● **TASK**:
In the material below, repeat only the lines from the one that holds "Tag every instance of the woman" through the final line, exactly as they stand.

---- SUPPLIED INFORMATION

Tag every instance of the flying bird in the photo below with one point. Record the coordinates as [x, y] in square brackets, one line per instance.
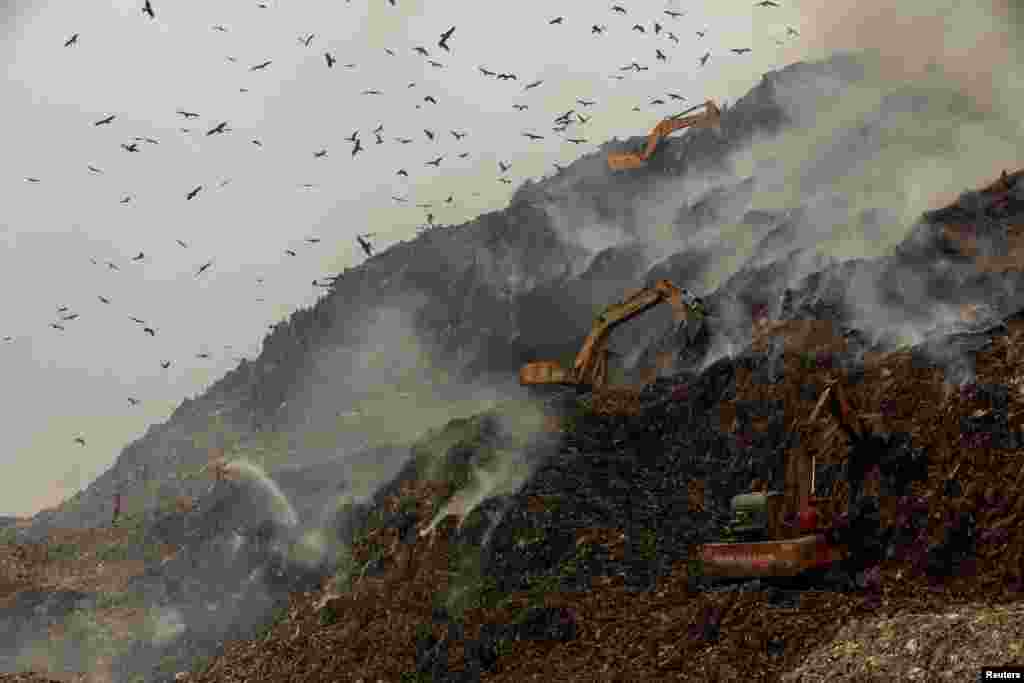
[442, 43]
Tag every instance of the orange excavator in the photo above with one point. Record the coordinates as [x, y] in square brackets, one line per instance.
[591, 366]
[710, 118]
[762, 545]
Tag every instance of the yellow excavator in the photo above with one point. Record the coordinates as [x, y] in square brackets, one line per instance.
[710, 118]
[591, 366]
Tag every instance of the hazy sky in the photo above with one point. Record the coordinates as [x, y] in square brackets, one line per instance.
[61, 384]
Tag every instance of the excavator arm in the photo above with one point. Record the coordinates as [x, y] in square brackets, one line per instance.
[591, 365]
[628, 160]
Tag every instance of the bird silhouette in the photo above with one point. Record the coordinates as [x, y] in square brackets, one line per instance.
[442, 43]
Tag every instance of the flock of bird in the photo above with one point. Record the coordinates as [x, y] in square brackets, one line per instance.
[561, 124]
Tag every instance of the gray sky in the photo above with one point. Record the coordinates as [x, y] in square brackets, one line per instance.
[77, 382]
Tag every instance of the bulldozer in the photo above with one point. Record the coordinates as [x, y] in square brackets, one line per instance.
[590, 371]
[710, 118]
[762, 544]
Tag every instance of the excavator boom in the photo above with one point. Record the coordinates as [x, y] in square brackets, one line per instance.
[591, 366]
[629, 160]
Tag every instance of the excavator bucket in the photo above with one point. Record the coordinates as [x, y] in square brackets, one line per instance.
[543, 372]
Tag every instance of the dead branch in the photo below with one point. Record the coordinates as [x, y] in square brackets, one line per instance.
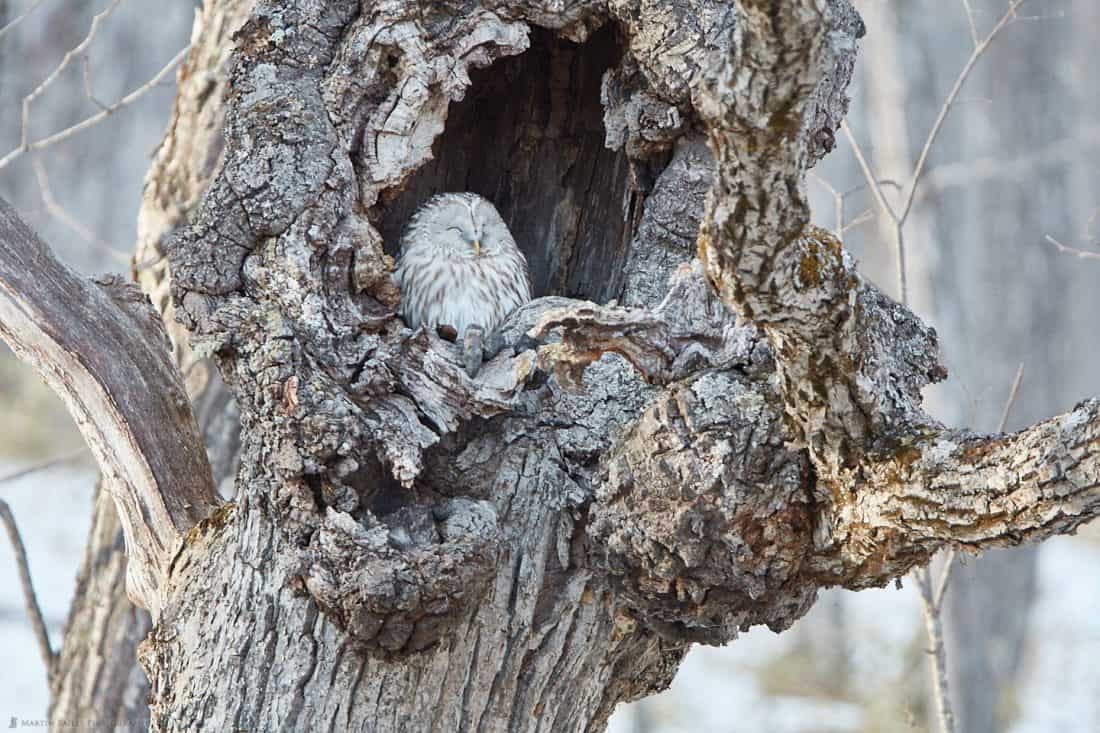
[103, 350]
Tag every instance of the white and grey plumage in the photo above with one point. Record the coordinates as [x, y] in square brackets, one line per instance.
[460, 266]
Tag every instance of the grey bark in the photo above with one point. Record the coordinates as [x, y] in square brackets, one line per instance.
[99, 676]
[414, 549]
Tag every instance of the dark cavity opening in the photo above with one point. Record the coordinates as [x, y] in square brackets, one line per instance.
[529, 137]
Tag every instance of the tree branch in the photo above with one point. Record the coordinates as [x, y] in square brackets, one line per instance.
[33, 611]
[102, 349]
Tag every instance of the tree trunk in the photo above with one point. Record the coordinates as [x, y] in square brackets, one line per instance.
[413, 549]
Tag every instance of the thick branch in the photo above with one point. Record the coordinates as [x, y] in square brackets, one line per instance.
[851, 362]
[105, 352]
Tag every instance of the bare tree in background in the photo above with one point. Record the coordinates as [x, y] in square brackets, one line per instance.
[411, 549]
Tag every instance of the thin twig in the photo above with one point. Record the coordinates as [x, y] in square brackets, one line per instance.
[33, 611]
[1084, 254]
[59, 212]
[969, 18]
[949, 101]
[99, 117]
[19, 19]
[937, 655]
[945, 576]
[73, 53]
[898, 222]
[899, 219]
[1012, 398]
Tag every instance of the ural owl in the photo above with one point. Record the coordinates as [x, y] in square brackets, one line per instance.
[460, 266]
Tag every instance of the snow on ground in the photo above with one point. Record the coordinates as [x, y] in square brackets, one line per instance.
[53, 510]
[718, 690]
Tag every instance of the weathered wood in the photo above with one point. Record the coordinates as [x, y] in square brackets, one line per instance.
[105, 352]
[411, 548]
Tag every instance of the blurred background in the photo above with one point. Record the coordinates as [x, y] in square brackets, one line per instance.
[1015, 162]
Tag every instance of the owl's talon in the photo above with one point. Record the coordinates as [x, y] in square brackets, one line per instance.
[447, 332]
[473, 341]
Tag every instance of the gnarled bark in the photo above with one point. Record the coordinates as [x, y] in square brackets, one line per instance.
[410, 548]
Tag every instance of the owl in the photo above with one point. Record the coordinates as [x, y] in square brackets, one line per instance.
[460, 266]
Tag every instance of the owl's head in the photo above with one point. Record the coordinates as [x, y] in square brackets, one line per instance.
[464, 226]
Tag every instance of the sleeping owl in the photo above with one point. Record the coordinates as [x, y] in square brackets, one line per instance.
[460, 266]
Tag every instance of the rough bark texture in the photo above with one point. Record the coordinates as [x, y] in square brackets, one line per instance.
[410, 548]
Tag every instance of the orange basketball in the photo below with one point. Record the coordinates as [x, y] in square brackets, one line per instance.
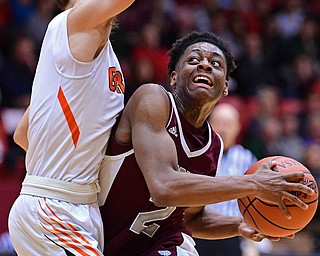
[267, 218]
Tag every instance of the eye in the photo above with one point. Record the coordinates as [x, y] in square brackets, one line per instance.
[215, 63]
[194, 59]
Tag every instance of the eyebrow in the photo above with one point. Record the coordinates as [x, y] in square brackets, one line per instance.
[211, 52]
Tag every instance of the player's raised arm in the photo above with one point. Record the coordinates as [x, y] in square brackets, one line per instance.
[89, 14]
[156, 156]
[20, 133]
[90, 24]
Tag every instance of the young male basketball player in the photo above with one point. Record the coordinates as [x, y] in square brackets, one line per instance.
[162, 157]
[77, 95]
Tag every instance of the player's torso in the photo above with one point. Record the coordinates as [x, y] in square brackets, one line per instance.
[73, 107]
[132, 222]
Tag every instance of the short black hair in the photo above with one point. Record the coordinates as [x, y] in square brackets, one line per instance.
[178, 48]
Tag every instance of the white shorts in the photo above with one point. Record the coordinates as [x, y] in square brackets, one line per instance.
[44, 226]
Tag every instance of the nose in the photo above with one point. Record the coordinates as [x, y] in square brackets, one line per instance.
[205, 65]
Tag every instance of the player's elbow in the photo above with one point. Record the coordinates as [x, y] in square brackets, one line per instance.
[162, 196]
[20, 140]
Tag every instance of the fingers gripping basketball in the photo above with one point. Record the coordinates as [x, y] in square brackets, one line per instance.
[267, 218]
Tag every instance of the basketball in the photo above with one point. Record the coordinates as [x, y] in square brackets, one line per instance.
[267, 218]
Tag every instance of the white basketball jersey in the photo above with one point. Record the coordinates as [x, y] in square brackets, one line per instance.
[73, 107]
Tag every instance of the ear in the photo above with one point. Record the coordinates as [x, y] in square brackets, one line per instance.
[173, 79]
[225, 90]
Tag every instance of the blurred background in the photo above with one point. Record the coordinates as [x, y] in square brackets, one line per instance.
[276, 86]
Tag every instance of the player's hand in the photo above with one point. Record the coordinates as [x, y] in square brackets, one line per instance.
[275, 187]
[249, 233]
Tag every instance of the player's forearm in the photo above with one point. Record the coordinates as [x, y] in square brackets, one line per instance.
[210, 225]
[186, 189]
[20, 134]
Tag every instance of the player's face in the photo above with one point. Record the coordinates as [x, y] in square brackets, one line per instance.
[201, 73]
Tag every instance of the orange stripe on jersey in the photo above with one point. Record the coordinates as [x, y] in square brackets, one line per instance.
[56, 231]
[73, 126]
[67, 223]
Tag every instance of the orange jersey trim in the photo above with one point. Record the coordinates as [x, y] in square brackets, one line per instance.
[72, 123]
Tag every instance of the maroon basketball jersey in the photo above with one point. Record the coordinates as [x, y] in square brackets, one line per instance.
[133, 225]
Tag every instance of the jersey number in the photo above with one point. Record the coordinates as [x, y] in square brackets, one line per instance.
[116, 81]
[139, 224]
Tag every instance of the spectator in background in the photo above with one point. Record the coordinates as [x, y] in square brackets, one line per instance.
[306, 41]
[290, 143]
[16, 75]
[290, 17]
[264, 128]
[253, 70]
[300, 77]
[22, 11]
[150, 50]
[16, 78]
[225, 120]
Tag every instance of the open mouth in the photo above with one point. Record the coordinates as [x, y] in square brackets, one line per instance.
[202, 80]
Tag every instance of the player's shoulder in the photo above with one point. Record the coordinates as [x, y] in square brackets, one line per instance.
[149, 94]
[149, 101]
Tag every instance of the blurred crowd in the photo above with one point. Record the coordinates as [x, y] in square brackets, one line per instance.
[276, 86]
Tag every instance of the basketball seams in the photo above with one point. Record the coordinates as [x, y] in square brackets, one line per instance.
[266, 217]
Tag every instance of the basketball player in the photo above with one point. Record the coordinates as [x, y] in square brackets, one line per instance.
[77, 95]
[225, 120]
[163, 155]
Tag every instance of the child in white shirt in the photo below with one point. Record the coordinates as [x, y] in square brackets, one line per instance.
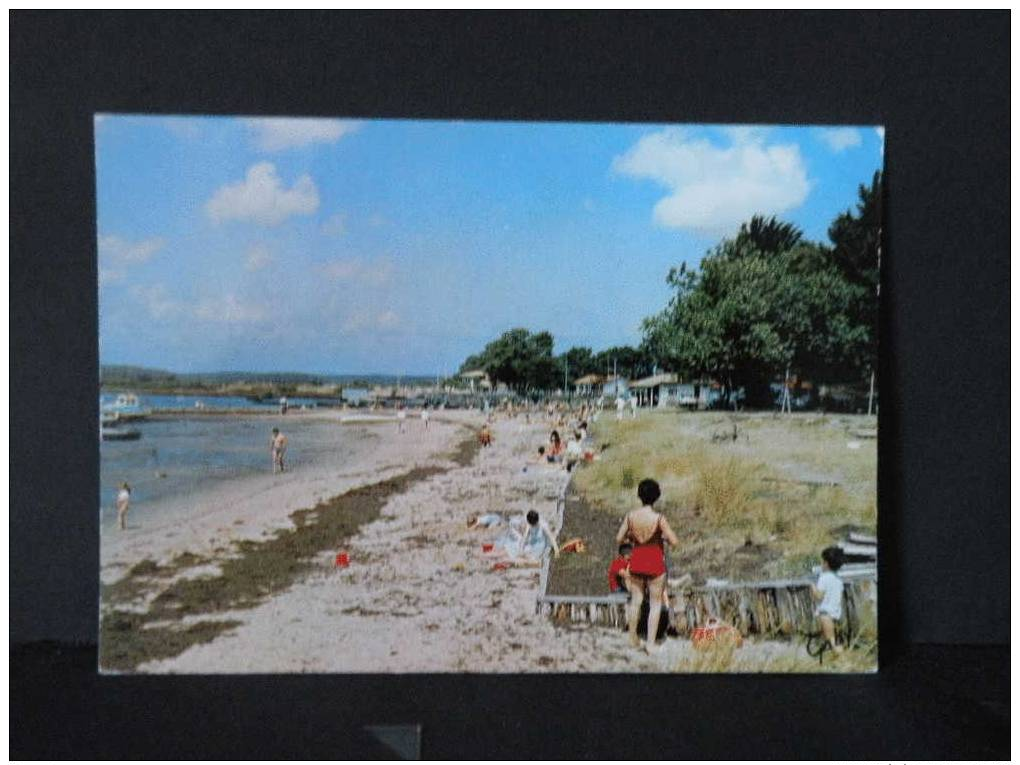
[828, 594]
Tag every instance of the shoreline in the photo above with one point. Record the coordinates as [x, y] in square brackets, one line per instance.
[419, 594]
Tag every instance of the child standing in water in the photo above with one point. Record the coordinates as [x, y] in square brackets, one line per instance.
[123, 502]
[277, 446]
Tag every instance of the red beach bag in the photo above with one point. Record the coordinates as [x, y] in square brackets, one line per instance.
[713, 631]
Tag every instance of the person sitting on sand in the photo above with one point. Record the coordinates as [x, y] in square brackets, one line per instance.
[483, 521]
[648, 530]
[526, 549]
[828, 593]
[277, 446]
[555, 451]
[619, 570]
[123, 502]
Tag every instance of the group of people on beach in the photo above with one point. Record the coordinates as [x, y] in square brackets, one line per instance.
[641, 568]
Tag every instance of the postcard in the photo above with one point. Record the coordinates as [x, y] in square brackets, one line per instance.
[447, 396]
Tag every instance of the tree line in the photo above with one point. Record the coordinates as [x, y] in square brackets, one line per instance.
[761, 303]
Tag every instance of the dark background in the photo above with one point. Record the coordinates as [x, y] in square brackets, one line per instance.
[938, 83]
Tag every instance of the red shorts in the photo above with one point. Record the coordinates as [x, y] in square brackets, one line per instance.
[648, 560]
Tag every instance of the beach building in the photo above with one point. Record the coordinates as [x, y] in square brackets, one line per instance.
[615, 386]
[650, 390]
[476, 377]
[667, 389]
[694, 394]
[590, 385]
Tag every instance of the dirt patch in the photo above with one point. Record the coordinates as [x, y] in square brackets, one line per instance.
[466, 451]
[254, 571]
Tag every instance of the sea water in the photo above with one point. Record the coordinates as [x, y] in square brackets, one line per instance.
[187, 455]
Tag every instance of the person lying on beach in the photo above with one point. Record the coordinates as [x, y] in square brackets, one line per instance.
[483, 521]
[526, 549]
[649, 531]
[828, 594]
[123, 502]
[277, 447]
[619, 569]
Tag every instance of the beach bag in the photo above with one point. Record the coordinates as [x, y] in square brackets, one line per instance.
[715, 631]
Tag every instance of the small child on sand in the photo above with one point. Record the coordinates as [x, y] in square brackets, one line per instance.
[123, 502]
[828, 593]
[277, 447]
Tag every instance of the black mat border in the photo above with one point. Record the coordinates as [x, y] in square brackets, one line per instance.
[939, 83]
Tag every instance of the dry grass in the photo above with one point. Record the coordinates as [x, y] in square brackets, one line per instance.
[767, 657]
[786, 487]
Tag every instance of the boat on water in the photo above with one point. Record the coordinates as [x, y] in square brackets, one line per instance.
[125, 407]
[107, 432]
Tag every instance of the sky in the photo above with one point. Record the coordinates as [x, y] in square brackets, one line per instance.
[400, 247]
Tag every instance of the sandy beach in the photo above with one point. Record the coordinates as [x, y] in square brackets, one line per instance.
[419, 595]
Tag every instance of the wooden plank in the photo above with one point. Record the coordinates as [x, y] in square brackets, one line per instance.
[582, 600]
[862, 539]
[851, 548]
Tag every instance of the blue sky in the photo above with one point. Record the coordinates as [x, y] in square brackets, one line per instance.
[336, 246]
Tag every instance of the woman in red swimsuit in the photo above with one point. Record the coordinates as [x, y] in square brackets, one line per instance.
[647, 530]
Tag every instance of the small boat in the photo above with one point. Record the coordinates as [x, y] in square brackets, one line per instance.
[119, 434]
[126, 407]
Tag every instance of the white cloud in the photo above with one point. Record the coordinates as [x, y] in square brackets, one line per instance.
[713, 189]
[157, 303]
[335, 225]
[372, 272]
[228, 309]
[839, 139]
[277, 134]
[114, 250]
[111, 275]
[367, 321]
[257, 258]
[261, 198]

--------

● **TASK RESPONSE**:
Tag every instance of the woman in red swimsuit in the photo above with one point. Record the coordinates as [x, y] in square brackets, one line per instance.
[647, 530]
Tag every instance of the small boat in the photo above with one point. Record the coordinates as [x, y] in square brackets, one line per instance.
[119, 434]
[126, 407]
Tag every instance of the white cloud in the photo above with one point. Record the coordinates as [x, y] in square brackets, one line per instance.
[713, 189]
[157, 303]
[335, 225]
[372, 272]
[228, 309]
[839, 139]
[277, 134]
[114, 250]
[111, 275]
[367, 321]
[257, 258]
[261, 198]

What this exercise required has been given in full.